• [TEXT PROVIDED]:
-- Begin --

The background: Google was sued recently regarding their efforts to prevent click-fraud in AdWords. It was a class-action suit, which basically means that there are a large number of people who were “harmed” by the tortious action at issue and that some lawyer has taken it upon themselves to sue on behalf of all of the ones who don’t opt out. Class action suits are a huge scam but that is another matter altogether.

Google attempted to settle the suit. In the process, the would have to contact class members (the people who have theoretically lost money due to fradulent clicks), and they hired a firm which specializes in this sort of work. So far so good. And that firm zealously tried to contact class members in a variety of ways, including through snail mail and email. So far so good.

Now, we all know the problems with getting mail to large numbers of people. Mail addresses changed, people go on vacation, challenge-response systems are engaged, what have you. The firm zealously tried to correct for all of these, by investigating new email addresses, tracking people down after vacation, clicking through the “I am a human” tests, etc. So far so good.

-- End --

• [WHAT THIS EXERCISE ASKS]:
a – Say whether each statement below agrees with the AdWords lawsuit text, answering yes or no and quoting the words of the text that decide it. (i) The suit against Google was a class action. (ii) The firm Google hired contacted class members only by email. (iii) The firm clicked through "I am a human" tests to reach people.
b – Quote the AdWords lawsuit text word for word, from "Google attempted to" to "etc. So far so good.".
c – Continue the AdWords lawsuit text, starting after its final sentence.

• [SUPPLIED MATERIAL]:
-- Begin --

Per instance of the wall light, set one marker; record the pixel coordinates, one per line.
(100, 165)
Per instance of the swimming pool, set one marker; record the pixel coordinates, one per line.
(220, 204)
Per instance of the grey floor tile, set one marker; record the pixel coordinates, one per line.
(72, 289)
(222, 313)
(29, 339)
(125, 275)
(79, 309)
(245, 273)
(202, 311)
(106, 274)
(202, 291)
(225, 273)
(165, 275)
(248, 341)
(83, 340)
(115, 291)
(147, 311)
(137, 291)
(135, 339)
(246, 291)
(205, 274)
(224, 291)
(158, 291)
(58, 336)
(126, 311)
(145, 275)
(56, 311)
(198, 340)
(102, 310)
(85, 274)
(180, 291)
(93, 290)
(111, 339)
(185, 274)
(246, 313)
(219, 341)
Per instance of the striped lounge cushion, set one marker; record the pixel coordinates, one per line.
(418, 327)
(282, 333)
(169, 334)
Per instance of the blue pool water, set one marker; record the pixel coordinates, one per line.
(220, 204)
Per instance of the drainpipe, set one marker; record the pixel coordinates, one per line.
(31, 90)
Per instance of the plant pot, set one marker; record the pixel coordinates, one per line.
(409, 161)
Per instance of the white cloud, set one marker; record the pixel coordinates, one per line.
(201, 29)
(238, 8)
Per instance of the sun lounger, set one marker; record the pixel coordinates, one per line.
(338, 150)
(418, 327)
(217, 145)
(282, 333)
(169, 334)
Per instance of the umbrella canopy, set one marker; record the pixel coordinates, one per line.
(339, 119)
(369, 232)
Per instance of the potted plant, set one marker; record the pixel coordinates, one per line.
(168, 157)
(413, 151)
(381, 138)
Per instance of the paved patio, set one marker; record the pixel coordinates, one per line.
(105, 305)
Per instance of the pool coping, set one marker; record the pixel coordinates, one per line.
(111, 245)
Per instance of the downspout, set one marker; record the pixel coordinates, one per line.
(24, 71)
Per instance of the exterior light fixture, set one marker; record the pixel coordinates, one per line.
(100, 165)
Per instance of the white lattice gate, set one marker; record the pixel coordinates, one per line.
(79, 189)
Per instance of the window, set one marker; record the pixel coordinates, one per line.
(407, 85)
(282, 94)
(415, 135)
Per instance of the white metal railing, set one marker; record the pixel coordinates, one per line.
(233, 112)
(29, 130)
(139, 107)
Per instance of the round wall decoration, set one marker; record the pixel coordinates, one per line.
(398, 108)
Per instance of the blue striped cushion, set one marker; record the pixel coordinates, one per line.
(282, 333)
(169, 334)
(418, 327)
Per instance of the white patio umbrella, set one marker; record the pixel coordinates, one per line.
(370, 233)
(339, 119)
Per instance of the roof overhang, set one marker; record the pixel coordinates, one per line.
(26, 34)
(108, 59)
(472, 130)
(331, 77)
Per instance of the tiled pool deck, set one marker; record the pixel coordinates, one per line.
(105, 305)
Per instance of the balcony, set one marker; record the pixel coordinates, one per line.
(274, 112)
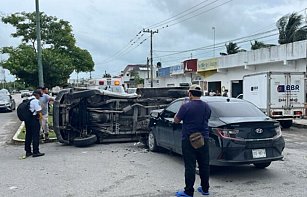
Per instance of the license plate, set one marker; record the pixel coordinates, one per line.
(259, 153)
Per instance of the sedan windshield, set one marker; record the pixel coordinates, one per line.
(235, 109)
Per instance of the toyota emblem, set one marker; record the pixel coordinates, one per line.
(259, 130)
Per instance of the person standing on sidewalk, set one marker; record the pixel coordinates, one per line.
(195, 115)
(44, 102)
(33, 126)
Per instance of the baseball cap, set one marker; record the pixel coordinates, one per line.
(195, 87)
(37, 92)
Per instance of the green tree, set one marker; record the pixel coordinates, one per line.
(232, 48)
(291, 29)
(60, 55)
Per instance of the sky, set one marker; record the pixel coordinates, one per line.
(111, 30)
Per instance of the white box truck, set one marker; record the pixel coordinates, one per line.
(281, 95)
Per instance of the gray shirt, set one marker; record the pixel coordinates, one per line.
(34, 105)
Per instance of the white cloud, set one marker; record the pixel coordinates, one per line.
(105, 27)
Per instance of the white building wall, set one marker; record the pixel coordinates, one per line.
(237, 73)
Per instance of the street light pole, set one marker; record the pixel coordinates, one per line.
(39, 47)
(151, 59)
(213, 28)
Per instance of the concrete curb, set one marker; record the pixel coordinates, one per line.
(299, 125)
(17, 140)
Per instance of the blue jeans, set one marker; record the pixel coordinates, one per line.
(190, 156)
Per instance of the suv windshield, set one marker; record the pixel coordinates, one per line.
(235, 109)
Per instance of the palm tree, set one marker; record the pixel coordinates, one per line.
(257, 45)
(290, 28)
(232, 48)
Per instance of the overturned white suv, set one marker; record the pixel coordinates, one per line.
(85, 117)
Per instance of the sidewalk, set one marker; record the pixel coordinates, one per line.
(17, 140)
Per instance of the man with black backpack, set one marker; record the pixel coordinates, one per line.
(33, 126)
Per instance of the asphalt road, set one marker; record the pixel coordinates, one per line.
(128, 169)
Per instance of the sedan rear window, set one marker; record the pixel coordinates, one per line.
(235, 109)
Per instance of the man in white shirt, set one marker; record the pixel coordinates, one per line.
(33, 126)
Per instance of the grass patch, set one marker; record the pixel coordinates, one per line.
(22, 134)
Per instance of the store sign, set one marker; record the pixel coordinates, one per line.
(209, 64)
(178, 69)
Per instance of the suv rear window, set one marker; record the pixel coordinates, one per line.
(235, 109)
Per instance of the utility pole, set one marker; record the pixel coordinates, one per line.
(39, 47)
(151, 59)
(213, 28)
(147, 68)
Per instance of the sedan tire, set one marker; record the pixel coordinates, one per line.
(152, 143)
(262, 165)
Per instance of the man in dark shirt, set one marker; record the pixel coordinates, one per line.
(195, 115)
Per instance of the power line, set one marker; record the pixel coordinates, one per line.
(181, 14)
(188, 12)
(195, 15)
(251, 37)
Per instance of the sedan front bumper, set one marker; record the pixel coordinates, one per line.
(237, 153)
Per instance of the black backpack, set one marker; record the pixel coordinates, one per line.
(23, 110)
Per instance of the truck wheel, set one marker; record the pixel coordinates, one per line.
(152, 144)
(286, 124)
(84, 141)
(262, 165)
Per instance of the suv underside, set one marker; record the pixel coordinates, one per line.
(84, 117)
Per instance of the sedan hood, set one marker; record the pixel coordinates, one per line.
(230, 120)
(4, 101)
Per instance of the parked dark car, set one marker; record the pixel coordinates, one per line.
(7, 103)
(239, 132)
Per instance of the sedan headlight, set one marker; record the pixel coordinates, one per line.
(278, 132)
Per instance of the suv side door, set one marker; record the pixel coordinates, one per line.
(166, 124)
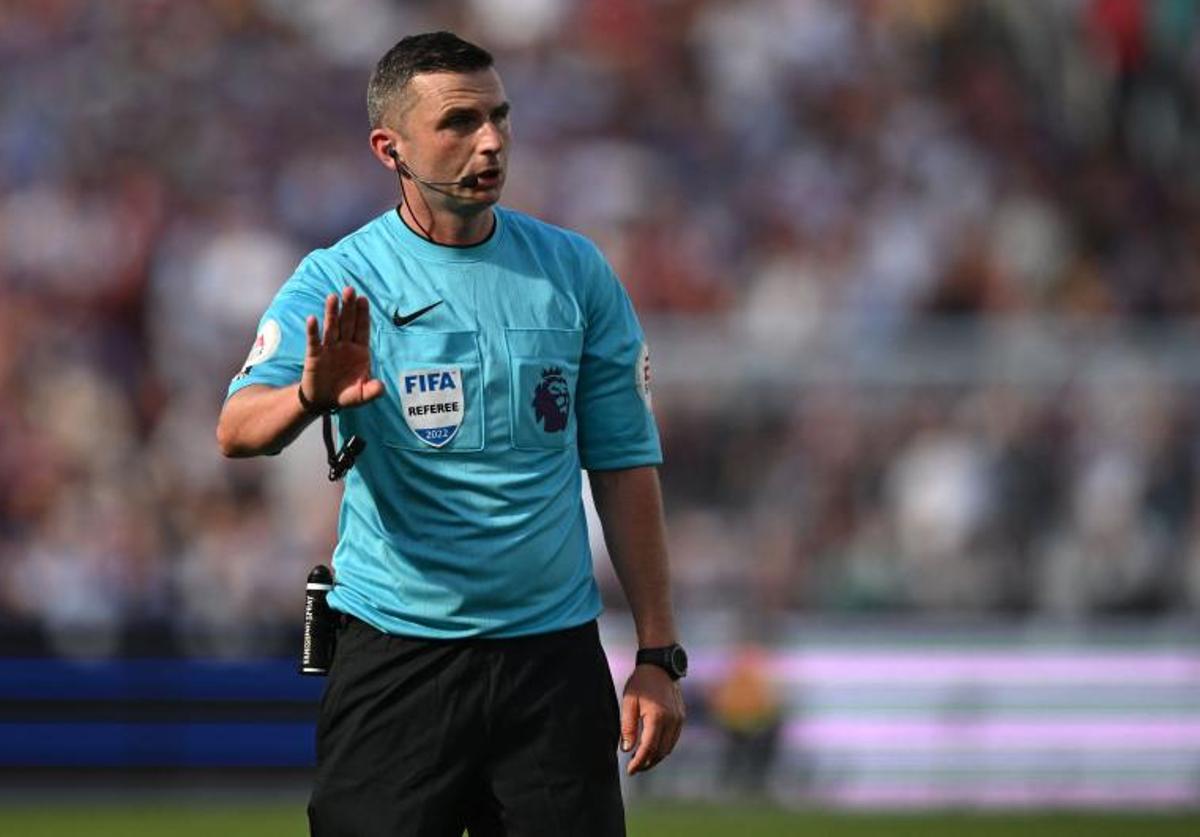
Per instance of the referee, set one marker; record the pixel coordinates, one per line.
(486, 357)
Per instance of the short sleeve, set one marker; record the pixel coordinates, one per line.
(276, 356)
(616, 425)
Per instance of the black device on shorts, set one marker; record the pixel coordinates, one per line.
(317, 654)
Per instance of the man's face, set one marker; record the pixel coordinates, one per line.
(453, 125)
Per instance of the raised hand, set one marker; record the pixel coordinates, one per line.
(337, 362)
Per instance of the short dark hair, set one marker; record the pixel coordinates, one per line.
(425, 53)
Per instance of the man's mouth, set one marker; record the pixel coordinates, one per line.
(487, 178)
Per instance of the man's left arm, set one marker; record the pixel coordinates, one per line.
(630, 506)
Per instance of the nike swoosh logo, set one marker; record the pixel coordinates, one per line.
(399, 320)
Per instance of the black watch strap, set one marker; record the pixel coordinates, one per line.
(312, 409)
(671, 658)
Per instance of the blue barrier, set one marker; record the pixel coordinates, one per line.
(41, 702)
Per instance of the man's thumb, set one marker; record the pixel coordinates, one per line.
(628, 722)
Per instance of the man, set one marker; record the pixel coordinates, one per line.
(484, 356)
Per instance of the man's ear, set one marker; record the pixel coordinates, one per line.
(383, 146)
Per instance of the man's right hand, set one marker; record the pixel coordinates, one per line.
(337, 362)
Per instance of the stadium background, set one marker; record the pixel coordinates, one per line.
(921, 281)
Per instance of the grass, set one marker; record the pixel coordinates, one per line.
(658, 820)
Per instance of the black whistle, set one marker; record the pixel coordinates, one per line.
(317, 654)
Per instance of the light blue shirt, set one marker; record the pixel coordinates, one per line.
(463, 516)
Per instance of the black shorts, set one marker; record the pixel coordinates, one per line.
(498, 736)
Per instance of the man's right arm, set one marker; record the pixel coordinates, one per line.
(262, 419)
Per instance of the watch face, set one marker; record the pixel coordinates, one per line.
(679, 660)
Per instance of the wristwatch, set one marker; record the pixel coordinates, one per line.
(671, 658)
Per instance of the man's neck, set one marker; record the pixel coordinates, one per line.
(448, 228)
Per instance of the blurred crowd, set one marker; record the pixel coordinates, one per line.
(789, 168)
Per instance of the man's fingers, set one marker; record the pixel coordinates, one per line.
(647, 754)
(628, 722)
(349, 315)
(313, 338)
(363, 321)
(331, 330)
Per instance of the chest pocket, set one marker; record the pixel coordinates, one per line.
(544, 368)
(433, 381)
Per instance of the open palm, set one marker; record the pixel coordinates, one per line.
(337, 361)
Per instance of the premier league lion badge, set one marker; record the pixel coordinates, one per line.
(552, 401)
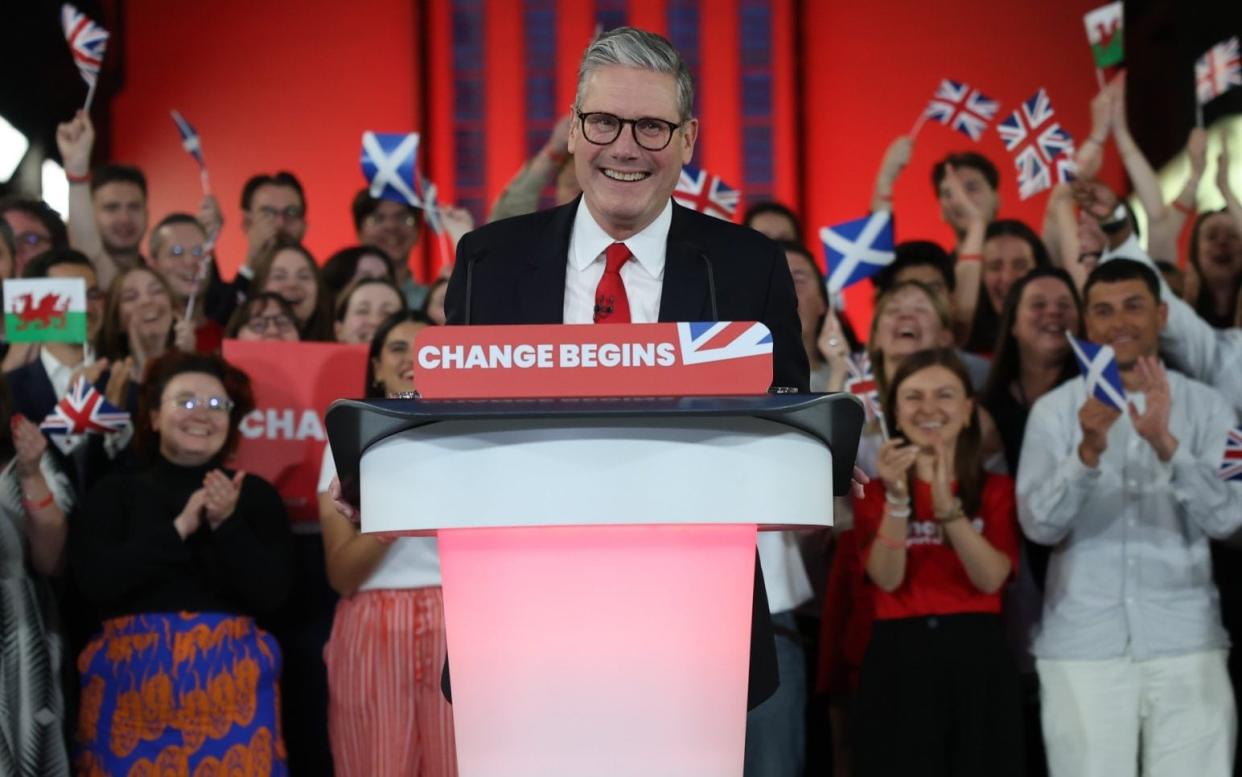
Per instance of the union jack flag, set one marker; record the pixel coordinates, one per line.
(959, 107)
(82, 411)
(861, 382)
(87, 41)
(1231, 463)
(702, 341)
(706, 193)
(1217, 71)
(190, 140)
(1041, 147)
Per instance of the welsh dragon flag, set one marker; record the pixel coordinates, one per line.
(45, 310)
(1104, 27)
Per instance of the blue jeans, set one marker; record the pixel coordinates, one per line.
(776, 729)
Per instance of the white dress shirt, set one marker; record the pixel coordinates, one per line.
(643, 276)
(58, 374)
(1130, 569)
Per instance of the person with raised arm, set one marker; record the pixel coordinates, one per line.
(1130, 651)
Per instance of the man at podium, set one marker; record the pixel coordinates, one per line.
(625, 252)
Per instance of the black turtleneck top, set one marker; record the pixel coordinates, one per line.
(129, 559)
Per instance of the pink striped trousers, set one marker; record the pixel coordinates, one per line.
(386, 715)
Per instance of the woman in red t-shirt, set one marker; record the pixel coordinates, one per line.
(938, 691)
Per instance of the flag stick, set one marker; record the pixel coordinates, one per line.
(446, 248)
(199, 274)
(918, 125)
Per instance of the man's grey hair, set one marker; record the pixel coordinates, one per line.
(634, 47)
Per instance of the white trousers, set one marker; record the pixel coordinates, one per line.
(1169, 716)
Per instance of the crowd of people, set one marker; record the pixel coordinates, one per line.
(1031, 582)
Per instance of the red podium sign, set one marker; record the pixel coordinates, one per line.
(604, 360)
(282, 438)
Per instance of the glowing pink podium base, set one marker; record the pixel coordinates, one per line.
(599, 651)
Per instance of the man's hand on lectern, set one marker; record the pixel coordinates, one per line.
(858, 482)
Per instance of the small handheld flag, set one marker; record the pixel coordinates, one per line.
(45, 310)
(389, 164)
(959, 107)
(1216, 72)
(1043, 153)
(1104, 32)
(82, 411)
(857, 248)
(1101, 375)
(1231, 462)
(706, 193)
(87, 42)
(193, 145)
(861, 381)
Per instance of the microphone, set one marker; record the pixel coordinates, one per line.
(470, 286)
(711, 282)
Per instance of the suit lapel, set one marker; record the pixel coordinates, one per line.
(542, 288)
(684, 294)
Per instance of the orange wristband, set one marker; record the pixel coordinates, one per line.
(887, 543)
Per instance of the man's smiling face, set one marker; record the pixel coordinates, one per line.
(624, 184)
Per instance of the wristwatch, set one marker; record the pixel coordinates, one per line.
(1117, 221)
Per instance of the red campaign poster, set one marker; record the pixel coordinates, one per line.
(601, 360)
(282, 438)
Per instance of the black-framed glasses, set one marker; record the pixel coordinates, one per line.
(190, 402)
(648, 132)
(277, 323)
(290, 212)
(179, 251)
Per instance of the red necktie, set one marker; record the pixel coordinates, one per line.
(611, 304)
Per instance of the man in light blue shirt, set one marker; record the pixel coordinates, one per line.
(1132, 652)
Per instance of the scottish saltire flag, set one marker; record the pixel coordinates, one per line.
(1217, 71)
(959, 107)
(861, 382)
(857, 248)
(190, 140)
(82, 411)
(1231, 462)
(1098, 365)
(390, 166)
(45, 310)
(87, 42)
(706, 193)
(702, 341)
(1104, 27)
(1043, 153)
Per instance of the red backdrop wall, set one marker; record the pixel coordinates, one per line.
(270, 86)
(292, 86)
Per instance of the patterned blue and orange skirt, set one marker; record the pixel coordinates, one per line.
(193, 694)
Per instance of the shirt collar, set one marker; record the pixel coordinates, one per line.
(648, 247)
(52, 365)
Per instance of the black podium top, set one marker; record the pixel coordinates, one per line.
(357, 425)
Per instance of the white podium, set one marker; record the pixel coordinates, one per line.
(598, 560)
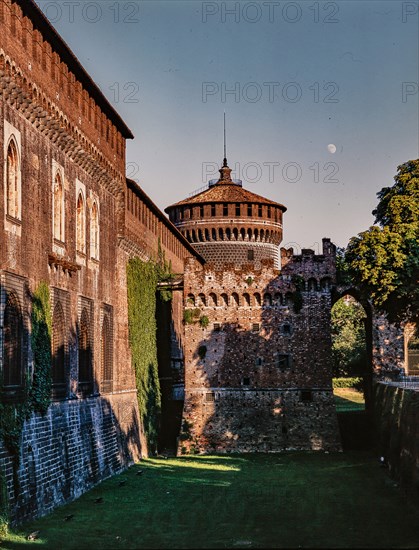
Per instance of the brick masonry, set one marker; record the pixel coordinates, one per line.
(258, 377)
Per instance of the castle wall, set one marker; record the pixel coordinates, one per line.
(258, 376)
(64, 128)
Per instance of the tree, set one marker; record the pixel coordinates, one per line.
(384, 261)
(348, 338)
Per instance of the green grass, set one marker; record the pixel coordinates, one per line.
(308, 500)
(349, 399)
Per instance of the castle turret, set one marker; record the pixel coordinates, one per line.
(226, 223)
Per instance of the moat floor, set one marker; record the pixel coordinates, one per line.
(298, 500)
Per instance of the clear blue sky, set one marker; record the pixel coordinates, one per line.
(336, 72)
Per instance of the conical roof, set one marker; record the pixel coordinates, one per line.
(226, 190)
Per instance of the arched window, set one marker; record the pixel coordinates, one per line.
(58, 347)
(58, 227)
(267, 300)
(212, 301)
(12, 181)
(326, 284)
(106, 355)
(81, 224)
(12, 334)
(85, 355)
(312, 285)
(278, 299)
(94, 232)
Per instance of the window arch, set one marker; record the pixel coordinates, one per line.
(85, 355)
(12, 181)
(81, 224)
(94, 232)
(58, 208)
(106, 355)
(235, 299)
(212, 299)
(58, 347)
(267, 300)
(12, 337)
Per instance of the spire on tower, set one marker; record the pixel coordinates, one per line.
(225, 148)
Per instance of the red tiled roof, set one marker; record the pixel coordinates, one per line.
(226, 192)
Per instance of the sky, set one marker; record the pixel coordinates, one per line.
(293, 79)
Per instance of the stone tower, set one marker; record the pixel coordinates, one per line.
(226, 223)
(257, 345)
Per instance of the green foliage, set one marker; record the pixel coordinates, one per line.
(204, 321)
(352, 382)
(164, 274)
(40, 392)
(343, 274)
(348, 338)
(142, 279)
(188, 316)
(37, 393)
(384, 261)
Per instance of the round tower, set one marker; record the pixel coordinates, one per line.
(228, 224)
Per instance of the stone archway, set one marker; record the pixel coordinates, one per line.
(411, 349)
(339, 293)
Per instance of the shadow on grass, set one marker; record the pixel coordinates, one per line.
(313, 500)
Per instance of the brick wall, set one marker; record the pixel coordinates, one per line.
(258, 377)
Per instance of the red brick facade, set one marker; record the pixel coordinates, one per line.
(70, 218)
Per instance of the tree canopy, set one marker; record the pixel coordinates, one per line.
(384, 260)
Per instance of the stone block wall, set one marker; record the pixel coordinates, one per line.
(258, 370)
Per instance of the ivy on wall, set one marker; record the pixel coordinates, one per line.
(36, 396)
(142, 280)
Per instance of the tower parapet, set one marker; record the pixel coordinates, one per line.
(227, 223)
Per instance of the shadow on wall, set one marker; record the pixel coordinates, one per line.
(83, 438)
(273, 374)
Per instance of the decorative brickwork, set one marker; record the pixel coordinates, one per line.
(258, 376)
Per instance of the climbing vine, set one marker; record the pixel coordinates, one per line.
(36, 395)
(142, 280)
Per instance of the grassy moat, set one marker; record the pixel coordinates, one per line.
(296, 499)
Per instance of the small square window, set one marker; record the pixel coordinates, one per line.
(306, 396)
(286, 329)
(283, 361)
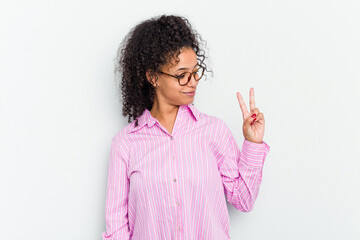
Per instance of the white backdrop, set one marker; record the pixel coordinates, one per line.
(60, 110)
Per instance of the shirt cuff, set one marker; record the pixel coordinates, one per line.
(254, 154)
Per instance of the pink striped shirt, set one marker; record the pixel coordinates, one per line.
(175, 186)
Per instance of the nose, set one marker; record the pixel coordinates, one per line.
(192, 80)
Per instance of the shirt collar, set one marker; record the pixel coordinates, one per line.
(147, 118)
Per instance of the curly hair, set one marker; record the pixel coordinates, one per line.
(148, 46)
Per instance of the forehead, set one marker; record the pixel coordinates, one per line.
(186, 59)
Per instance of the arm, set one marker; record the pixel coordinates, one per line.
(116, 210)
(241, 171)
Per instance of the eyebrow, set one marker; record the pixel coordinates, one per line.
(185, 68)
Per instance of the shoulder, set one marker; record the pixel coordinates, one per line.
(120, 139)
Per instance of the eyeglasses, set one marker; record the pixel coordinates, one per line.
(185, 77)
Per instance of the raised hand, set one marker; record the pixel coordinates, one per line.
(253, 121)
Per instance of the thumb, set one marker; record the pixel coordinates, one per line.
(248, 120)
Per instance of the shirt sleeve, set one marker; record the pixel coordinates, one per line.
(241, 171)
(116, 209)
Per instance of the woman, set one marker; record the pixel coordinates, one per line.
(170, 167)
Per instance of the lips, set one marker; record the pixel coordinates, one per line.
(189, 93)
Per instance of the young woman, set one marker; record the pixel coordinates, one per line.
(172, 168)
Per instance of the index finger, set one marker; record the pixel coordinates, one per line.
(252, 99)
(242, 104)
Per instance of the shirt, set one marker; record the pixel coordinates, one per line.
(175, 186)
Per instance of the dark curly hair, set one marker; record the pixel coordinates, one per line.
(148, 46)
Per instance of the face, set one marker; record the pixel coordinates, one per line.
(169, 91)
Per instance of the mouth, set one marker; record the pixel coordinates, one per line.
(189, 93)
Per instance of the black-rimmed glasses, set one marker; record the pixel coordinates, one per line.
(185, 77)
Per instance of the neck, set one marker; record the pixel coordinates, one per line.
(164, 112)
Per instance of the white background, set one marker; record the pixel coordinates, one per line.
(60, 110)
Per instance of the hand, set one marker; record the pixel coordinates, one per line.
(253, 130)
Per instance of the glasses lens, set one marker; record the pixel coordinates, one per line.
(184, 78)
(199, 73)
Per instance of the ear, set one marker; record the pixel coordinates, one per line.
(150, 76)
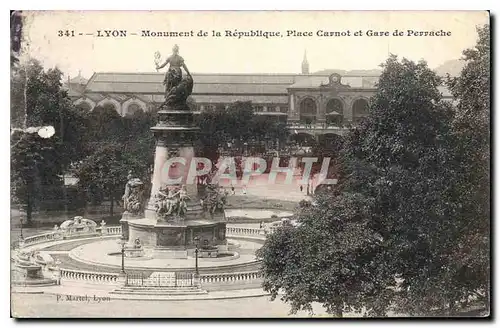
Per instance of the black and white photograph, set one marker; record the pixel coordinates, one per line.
(250, 164)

-- End --

• [PER-TASK ANSWERS]:
a –
(i) Yes: "It was a class-action suit"
(ii) No: "including through snail mail and email"
(iii) Yes: "clicking through the “I am a human” tests"

b –
Google attempted to settle the suit. In the process, the would have to contact class members (the people who have theoretically lost money due to fradulent clicks), and they hired a firm which specializes in this sort of work. So far so good. And that firm zealously tried to contact class members in a variety of ways, including through snail mail and email. So far so good.

Now, we all know the problems with getting mail to large numbers of people. Mail addresses changed, people go on vacation, challenge-response systems are engaged, what have you. The firm zealously tried to correct for all of these, by investigating new email addresses, tracking people down after vacation, clicking through the “I am a human” tests, etc. So far so good.

c –
Now, what is the other main way for a mail delivery to fail? Spam filters. Now, remember, as a class member you haven’t opted-in to the lawsuit or the settlement. You might not even think you’ve been harmed by the action at issue, or you have no desire to waste your time for what is typically a sliver of a credit (the attourneys, of course, get 25%-33% of millions — in this case attourney fees will probably go above $20 million). So you might understandably not want to really talk to someone wanting to talk to you about the lawsuit. In this case, service from an agent of Google’s to tell you about your rights regarding the lawsuit is spam. You didn’t ask for it, you don’t want it, and it has a commercial purpose (they’re being paid to get the email to you, and the email is sent to divide up a pot of money — although unlike most spam its not your money).

So, as can be expected, lots of these advertisers have Gmail accounts. And what did Google do? It checked them. Google algorithmically peaked at all the accounts on the list their agent had developed which they had access to, to see if the mail was marked spam or not. There were 75,000 accounts in which it was marked spam, and an unknown (larger) amount of accounts must have been compromised to get that statistic.

Unhinged rantings of a conspiracy nut? Well, no. Google’s lawyers bragged about this in a recent document they filed to the court regarding the settlement (which is tied up in legal wrangling). In relevant part (page 13 of the pdf of the document which Matt Cutts provided on his blog while responding to concerns about click fraud):

Gilardi [ed: the firm Google was using to contact people] also re-sent 74,591 email notices to intended recipients whose addresses ended in “gmail.com” and “googlemail.com”, and for whom Google had information that the first email notice had been directed to the recipient’s spam folder. (italics mine)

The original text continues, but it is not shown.